#### [TEXT TO READ]
--------

Studio album by Entity Paradigm
- Released: October 1, 2003
- Recorded: 2002–2003 at Digital Fidelity Studios in Lahore, Pakistan
- Length: 55:39
- Labels: Lips Records, Rearts Records
- Producers: Zulfiqar Jabbar Khan, Fawad Khan, Mekaal Hasan

Singles from Irtiqa
- "Kahan Hai Tu" Released: 2003; "Hamein Aazma" Released: 2003; "Aghosh" Released: 2003; "Hamesha" Released: 2004; "Waqt" Released: 2004; "Irtiqa III" Released: 2005;

= Irtiqa =

Irtiqa (Urdu: ارتقاء, literal English translation: evolution) is the debut album by the Pakistani rock band, Entity Paradigm. It was originally slated for a 25 September 2003 release date, but was delayed to 1 October. Entity Paradigm released singles from Irtiqa which were "Hamesha", "Hamein Aazma", "Kahan Hai Tu", "Aghosh", "Waqt" and "Irtiqa III"; the videos for "Waqt" and "Irtiqa III" were directed by Xulfi himself.

--------

#### [RECORD EXCERPTS]
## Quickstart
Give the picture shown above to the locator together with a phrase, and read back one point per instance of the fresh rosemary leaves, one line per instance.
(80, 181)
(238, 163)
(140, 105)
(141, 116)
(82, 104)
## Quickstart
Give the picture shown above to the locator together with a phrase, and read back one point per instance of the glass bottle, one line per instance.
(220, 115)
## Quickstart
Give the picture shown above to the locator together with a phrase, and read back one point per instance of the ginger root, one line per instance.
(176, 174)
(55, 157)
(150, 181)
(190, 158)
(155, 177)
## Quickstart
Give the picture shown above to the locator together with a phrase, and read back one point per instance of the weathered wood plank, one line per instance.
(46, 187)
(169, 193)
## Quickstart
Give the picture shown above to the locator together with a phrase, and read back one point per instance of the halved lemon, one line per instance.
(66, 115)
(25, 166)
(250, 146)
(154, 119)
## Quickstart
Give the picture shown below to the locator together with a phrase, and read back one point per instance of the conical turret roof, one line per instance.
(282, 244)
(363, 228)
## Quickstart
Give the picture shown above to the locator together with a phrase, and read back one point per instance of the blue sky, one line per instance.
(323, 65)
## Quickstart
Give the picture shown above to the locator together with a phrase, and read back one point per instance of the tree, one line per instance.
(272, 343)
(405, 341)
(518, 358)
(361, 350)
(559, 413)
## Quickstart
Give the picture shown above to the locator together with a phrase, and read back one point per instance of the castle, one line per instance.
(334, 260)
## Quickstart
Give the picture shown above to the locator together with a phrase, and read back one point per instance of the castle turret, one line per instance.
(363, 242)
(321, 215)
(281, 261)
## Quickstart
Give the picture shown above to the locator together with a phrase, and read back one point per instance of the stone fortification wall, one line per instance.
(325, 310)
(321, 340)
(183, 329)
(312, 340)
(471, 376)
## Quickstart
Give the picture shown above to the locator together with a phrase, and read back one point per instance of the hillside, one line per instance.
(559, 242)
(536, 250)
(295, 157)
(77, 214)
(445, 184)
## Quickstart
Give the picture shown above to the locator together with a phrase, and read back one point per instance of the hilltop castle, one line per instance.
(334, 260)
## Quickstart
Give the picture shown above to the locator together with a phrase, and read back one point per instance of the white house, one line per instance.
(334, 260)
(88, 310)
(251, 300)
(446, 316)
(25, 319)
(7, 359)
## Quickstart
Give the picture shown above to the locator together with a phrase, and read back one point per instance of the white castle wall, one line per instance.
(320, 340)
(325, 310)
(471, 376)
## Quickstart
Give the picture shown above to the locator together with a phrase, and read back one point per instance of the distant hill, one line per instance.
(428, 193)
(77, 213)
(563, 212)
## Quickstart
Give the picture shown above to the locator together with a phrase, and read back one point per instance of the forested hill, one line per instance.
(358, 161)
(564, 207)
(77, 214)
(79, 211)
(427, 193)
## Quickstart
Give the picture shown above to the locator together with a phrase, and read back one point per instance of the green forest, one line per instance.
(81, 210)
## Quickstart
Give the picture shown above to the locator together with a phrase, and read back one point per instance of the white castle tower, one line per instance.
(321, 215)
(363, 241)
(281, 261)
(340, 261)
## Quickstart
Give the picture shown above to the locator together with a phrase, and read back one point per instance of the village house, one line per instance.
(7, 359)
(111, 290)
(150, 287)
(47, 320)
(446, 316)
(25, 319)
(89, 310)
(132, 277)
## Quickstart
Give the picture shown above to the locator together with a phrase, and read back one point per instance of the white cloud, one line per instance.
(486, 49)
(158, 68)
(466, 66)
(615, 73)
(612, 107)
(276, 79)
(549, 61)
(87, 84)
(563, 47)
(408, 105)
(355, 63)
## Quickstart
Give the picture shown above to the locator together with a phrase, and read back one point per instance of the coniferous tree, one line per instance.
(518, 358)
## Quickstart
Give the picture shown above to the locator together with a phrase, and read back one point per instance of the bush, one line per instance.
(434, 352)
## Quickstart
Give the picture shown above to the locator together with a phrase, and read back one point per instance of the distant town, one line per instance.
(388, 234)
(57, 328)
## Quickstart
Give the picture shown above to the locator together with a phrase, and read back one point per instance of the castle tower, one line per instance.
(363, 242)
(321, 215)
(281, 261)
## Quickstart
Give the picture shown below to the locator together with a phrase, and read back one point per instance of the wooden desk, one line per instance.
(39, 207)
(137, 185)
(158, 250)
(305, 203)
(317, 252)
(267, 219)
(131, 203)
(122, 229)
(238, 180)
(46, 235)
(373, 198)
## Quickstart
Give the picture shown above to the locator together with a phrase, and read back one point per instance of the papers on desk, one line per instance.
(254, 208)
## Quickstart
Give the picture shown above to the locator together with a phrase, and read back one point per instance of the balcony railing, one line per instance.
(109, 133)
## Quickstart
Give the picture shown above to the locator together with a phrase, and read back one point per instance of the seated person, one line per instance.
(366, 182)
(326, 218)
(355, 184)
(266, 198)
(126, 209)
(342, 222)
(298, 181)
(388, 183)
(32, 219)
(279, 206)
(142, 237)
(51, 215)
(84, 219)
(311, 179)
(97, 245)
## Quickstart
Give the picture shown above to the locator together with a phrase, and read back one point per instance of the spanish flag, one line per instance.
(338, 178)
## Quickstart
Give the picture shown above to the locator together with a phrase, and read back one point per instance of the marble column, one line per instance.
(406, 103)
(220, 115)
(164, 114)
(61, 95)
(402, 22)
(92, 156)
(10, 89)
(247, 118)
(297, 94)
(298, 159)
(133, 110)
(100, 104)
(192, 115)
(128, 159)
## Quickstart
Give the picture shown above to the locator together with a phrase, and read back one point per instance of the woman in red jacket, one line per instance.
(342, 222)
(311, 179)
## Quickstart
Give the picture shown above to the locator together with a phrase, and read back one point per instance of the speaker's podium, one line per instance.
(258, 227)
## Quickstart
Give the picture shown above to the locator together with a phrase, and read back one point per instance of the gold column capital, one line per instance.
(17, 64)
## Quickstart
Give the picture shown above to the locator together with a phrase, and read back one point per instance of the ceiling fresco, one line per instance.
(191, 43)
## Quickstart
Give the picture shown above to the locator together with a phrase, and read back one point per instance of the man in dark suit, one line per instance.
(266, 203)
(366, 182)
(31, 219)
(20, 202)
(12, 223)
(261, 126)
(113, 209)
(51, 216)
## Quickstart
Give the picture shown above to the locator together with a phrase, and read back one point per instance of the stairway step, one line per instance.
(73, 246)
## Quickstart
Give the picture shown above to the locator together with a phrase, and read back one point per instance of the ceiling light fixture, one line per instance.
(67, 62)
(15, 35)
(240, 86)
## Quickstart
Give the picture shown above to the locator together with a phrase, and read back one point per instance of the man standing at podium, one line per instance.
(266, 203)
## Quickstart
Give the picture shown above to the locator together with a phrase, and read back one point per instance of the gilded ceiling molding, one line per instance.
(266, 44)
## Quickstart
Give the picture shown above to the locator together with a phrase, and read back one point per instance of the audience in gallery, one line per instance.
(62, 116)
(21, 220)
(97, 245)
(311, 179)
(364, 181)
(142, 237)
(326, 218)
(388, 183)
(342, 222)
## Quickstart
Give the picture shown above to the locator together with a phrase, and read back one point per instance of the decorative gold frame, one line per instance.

--------

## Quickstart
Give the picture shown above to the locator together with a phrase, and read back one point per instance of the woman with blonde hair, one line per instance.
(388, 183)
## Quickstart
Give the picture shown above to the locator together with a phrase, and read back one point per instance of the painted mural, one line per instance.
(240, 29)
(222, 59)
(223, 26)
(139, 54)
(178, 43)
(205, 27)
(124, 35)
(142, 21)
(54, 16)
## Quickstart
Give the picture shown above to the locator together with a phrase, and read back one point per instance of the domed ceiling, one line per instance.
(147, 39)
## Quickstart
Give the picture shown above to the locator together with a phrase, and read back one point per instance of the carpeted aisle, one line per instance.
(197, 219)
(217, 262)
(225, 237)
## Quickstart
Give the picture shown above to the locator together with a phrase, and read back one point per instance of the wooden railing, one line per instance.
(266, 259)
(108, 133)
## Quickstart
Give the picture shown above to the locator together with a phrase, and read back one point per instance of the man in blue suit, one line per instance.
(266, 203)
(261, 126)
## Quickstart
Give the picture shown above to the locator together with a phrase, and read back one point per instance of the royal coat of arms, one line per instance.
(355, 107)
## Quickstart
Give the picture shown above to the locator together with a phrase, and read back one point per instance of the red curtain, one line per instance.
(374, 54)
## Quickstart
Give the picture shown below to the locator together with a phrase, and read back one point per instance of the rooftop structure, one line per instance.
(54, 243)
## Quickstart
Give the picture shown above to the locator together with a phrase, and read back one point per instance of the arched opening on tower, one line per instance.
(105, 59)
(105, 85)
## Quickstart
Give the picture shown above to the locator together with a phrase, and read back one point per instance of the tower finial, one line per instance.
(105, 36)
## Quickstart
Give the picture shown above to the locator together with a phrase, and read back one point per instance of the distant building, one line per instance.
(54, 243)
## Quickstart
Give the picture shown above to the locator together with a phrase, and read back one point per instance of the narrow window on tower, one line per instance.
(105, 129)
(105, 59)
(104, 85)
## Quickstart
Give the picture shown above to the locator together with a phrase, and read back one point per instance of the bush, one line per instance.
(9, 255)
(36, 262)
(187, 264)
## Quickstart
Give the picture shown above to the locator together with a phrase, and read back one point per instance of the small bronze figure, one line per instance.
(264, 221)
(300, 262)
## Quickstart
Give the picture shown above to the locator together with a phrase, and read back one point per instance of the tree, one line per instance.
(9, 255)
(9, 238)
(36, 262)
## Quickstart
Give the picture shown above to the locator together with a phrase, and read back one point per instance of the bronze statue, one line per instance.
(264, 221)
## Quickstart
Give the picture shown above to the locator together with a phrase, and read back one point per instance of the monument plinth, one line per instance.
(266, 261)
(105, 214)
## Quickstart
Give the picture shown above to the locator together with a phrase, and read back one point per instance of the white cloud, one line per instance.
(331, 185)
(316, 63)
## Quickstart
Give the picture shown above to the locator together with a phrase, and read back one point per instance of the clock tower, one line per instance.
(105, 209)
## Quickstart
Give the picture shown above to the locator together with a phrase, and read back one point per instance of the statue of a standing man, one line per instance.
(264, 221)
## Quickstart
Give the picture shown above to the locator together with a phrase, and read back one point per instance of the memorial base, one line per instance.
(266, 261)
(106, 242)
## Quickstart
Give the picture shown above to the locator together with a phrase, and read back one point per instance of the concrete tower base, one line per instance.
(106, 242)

--------

#### [WHAT THE TASK REQUIRES]
According to the text about the album Irtiqa, what release date was first planned before the album was delayed?

#### [RESULT FOR THIS EXERCISE]
25 September 2003